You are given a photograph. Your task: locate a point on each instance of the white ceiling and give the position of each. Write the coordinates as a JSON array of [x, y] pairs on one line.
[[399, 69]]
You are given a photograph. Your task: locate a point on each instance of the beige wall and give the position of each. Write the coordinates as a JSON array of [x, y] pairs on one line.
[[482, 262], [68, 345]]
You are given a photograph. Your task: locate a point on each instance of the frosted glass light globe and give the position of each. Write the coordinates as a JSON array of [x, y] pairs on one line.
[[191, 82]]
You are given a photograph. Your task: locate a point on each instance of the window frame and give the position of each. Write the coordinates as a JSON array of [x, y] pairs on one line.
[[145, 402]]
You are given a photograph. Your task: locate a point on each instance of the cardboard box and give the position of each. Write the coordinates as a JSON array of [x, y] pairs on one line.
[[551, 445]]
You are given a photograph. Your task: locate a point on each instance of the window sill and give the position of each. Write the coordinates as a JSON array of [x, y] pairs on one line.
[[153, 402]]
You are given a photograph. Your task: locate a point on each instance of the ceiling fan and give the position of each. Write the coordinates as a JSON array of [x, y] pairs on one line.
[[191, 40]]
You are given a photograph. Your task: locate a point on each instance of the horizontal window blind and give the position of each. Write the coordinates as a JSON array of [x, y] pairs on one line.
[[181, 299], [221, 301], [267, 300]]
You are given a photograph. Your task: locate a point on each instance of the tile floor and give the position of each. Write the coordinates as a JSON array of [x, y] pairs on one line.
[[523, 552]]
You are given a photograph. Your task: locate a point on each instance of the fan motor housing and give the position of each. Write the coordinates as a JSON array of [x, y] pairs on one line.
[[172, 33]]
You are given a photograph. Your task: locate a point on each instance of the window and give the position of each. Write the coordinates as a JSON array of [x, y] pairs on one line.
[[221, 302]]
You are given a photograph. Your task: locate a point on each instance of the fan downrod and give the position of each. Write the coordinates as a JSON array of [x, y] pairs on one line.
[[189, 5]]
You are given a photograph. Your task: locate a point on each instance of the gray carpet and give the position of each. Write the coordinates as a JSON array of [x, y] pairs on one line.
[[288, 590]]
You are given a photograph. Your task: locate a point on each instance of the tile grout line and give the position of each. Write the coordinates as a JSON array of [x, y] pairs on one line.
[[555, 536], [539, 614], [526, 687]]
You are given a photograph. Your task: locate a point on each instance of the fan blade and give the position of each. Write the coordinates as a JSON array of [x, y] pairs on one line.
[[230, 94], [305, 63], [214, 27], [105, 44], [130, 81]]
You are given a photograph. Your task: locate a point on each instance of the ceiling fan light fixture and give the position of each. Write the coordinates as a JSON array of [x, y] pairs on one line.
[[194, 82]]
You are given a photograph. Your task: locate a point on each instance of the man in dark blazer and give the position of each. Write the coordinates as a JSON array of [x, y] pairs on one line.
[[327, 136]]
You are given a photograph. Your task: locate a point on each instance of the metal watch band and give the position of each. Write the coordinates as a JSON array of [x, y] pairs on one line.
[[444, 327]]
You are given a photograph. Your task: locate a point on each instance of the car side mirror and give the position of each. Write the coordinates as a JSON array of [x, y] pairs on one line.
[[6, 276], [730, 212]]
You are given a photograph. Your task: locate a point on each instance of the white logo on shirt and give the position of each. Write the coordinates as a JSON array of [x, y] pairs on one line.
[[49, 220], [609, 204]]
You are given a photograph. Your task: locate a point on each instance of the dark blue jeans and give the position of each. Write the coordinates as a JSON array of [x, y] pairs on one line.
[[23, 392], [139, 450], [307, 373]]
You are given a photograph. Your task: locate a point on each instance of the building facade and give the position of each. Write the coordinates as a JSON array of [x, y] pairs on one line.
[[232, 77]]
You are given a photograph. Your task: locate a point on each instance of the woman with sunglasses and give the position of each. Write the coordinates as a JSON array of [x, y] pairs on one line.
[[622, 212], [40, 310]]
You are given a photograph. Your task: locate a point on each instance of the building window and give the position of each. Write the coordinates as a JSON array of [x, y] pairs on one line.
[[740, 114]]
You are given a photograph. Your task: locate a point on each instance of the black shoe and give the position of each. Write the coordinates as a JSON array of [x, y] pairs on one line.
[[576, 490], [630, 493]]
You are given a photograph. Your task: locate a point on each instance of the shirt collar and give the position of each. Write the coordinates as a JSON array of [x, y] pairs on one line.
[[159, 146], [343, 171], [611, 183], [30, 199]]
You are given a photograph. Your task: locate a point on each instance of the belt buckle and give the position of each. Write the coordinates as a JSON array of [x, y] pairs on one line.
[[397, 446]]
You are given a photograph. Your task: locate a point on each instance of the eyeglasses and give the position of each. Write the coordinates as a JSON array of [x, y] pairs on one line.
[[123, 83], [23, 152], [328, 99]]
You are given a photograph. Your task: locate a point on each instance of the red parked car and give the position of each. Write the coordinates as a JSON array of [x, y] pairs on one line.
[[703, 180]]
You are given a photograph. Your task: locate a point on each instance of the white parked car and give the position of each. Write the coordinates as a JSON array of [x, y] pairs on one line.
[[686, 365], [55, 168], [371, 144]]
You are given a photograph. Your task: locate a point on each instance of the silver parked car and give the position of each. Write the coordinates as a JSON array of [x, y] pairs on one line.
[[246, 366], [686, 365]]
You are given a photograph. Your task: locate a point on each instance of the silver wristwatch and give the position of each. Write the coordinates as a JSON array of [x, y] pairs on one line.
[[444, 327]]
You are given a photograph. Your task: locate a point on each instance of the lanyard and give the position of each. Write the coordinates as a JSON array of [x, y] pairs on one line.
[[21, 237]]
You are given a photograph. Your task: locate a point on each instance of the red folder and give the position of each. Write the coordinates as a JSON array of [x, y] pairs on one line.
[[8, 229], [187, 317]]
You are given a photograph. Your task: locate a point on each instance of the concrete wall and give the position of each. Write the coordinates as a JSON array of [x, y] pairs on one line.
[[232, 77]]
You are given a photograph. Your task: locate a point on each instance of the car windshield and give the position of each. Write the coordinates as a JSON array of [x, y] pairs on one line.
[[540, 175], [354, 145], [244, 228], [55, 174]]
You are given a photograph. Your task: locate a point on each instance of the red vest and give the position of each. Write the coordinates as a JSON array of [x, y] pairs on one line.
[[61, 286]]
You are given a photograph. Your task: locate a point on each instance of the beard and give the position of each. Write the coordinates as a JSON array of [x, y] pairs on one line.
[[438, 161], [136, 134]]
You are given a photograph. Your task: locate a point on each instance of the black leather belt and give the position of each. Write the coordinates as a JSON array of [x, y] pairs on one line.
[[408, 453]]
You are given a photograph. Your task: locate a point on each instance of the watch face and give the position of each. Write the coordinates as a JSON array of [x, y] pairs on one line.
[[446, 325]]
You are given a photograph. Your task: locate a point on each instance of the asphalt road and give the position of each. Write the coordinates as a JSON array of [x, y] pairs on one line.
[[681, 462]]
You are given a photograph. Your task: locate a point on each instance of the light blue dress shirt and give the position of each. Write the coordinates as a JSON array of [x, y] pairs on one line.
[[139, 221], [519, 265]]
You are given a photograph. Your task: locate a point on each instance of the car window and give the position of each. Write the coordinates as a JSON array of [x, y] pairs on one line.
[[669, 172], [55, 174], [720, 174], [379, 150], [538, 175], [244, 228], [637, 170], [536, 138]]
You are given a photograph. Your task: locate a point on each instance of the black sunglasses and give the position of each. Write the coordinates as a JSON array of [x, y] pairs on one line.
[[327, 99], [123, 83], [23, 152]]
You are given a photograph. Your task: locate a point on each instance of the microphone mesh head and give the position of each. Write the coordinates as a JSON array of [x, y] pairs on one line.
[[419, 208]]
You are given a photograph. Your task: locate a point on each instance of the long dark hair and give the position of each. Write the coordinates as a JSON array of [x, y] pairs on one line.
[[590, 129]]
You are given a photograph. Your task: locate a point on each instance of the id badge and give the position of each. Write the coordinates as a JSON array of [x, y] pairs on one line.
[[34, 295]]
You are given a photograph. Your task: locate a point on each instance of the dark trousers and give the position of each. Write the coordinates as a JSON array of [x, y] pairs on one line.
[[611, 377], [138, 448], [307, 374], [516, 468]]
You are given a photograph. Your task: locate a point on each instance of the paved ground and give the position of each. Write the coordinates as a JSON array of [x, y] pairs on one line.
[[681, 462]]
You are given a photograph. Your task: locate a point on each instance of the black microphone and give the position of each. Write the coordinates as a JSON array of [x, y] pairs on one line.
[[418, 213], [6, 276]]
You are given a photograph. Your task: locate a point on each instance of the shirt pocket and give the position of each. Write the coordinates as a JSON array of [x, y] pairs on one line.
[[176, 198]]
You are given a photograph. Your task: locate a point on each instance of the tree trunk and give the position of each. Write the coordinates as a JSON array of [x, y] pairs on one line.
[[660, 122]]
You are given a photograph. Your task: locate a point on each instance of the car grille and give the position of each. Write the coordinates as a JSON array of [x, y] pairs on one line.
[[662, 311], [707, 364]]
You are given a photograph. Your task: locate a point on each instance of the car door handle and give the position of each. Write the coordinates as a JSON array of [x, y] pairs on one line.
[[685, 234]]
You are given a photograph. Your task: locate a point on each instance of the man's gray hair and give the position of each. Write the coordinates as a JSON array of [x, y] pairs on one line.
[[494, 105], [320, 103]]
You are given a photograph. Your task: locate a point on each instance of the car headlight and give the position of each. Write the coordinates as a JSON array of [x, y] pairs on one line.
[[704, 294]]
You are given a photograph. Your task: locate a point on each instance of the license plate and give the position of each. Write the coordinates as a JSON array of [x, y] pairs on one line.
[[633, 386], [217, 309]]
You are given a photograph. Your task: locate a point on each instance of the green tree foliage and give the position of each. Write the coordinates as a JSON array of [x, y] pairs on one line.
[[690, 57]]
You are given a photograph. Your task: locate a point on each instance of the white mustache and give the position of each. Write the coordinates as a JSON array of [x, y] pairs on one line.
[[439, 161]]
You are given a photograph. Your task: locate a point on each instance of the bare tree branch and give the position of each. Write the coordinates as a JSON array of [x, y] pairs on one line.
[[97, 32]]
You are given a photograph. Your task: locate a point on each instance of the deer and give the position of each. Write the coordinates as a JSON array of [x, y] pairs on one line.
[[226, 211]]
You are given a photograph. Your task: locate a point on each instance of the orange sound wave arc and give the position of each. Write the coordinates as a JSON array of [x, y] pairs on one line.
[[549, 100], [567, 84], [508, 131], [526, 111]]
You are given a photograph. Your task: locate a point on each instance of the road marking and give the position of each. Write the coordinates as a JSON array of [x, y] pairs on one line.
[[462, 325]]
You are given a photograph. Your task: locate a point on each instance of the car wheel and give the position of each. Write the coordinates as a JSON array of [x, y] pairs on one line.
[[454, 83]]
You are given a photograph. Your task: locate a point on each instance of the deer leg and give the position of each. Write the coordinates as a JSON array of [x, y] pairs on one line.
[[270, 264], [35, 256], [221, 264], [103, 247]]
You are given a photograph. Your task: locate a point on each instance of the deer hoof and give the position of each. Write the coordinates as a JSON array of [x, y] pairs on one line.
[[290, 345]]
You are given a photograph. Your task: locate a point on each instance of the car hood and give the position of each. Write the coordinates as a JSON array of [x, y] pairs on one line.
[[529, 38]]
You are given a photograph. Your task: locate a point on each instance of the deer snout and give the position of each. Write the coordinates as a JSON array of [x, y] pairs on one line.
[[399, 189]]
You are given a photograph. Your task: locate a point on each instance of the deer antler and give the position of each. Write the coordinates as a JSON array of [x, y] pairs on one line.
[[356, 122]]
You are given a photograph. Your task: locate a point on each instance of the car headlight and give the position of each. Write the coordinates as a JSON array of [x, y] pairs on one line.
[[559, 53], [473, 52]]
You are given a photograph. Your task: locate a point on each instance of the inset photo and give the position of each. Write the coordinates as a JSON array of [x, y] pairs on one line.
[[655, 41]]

> Stated exercise
Rewrite the stretch of material from the line containing "of the bare" through the line containing "[[559, 53], [473, 52]]", swapping "deer" for "moose" and changing nothing else.

> Written solution
You are given a photograph. Your task: locate a point on each instance of the bare tree branch and give the position of each. Write the coordinates as a JSON array of [x, y] pairs on one line.
[[97, 32]]
You are given a photograph. Your task: locate a point on each instance of the moose and give the position of each. Write the coordinates as a JSON array of [x, y] pairs on one line.
[[226, 211]]
You are given a photograph. Your task: locate a point on each instance of the orange sound wave arc and give the position of each. Write the coordinates as a JSON array of [x, y] pairs on one line.
[[549, 100], [567, 84], [508, 131], [526, 111]]
You are given a photograph. Your task: locate a point on each instance of the road marking and give the position of each. Write the coordinates as a JSON array of [x, y] pairs on one line.
[[462, 325]]
You are given a photograph. Your task: locate a point on each instance of the car wheel and give the position of each. Write the coordinates as a JSON array of [x, y] pairs on one line.
[[454, 83]]
You are given a photograph. Your task: locate a point on each instance of the moose leg and give the position of each. Write the coordinates as a JSON array of [x, y] pairs on one line.
[[270, 264], [35, 256], [221, 264], [103, 247]]
You are given a photograph. Your task: locate a point on each instance of the moose hoof and give the position of each. Write the coordinates as a JSON array of [x, y] pairs on one line.
[[290, 345]]
You are given a photograph. Your task: locate a point on each instance of the car hood and give the position of each. Write the coordinates as a JSON array of [x, y] pairs on one line.
[[529, 38]]
You are given a photograph. Your task: locate a point on each instance of the moose snout and give the position of each. Write the coordinates as a JSON array of [x, y] pairs on one line.
[[399, 189]]
You are given a photograph. Your task: locate a point on each instance of the moose antler and give the position of each. Write the coordinates as a JSON array of [x, y] pairs on one line.
[[356, 122]]
You are given a photograph. Your task: locate a point on each instance of the car headlight and give the position of each. Write the coordinates as a JSON array of [x, y] pairs on one line.
[[559, 53], [473, 52]]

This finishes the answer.